### About this exercise
A faithful, word-for-word transcription of all the data is what is needed.

»»

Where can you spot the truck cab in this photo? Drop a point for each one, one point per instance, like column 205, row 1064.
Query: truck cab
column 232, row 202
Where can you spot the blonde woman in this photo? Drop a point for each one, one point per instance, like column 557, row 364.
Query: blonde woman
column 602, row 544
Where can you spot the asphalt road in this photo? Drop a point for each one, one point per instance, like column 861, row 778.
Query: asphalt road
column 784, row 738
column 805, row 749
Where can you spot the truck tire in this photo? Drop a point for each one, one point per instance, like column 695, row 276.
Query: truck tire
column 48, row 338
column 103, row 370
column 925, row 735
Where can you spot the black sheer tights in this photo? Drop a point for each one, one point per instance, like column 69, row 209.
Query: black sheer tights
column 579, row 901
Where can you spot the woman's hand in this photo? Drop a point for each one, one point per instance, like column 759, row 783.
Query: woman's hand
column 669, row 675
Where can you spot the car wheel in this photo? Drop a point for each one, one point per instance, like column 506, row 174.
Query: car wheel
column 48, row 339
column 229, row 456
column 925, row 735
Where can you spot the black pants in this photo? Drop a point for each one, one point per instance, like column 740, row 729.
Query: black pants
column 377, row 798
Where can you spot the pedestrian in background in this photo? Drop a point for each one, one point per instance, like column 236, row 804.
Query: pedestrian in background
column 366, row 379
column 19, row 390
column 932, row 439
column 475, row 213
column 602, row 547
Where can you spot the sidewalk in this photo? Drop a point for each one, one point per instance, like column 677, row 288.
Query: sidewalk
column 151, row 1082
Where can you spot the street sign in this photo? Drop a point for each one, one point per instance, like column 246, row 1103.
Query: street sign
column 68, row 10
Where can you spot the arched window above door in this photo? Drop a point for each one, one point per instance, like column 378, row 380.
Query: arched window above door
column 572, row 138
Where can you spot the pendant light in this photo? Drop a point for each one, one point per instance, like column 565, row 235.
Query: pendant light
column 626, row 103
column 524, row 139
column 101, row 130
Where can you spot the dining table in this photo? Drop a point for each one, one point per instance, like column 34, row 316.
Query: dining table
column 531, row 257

««

### Expected answer
Where can you spot the truck cab in this photo? Drop a point for each one, one point per instance, like column 205, row 1064.
Query: truck cab
column 232, row 202
Where can you spot the blonde woman in this photo? Drop a point for each one, one point per instance, like column 557, row 364.
Query: blonde woman
column 602, row 544
Where can you spot the asphalt road in this photo? Drop a point for each one, one point per instance, like column 861, row 778.
Query: asphalt road
column 784, row 738
column 805, row 749
Where can you spot the truck tire in this photo? Drop a point for each one, one point per instance, like column 695, row 276.
Query: truck tire
column 48, row 338
column 103, row 370
column 925, row 735
Where can you spot the black sheer tights in this photo? Drop a point for each one, one point per instance, like column 69, row 209.
Query: black sheer tights
column 579, row 901
Where can you spot the woman's hand in this photo? Drop a point for each one, one point per instance, like column 759, row 783.
Query: woman's hand
column 669, row 675
Where can you spot the car wheel in this photo? Drop a point for each one, one point per instance, like column 506, row 174.
Query: car wheel
column 48, row 339
column 229, row 456
column 925, row 735
Where can you spot the black pants in this photo? Drop a point for each one, one point per instance, like column 740, row 729.
Query: black pants
column 377, row 798
Where can you spot the pedestrian in background in this photo? Drop a point for each one, one point per instance, like column 236, row 804.
Query: pedestrian in background
column 366, row 379
column 19, row 390
column 932, row 439
column 475, row 213
column 602, row 547
Where can you spot the sidewalk in this photo? Drop a point for each one, one point per instance, like column 677, row 288.
Query: sidewalk
column 151, row 1082
Where can you spot the street sign in this photo? Drop a point for each one, one point per instance, like column 246, row 1103.
Query: street sign
column 68, row 10
Where can you spot the arched window above door in this photo? Drop a point for each one, one point per instance, like column 378, row 380.
Query: arched window above door
column 572, row 138
Where can you spot the pendant light in this photo? Drop a point for each one, one point per instance, like column 565, row 235.
Query: pendant light
column 626, row 103
column 524, row 139
column 101, row 130
Where can you spot the dining table in this photo? Drop a point for each one, one point per instance, like column 34, row 316.
Query: dining table
column 531, row 257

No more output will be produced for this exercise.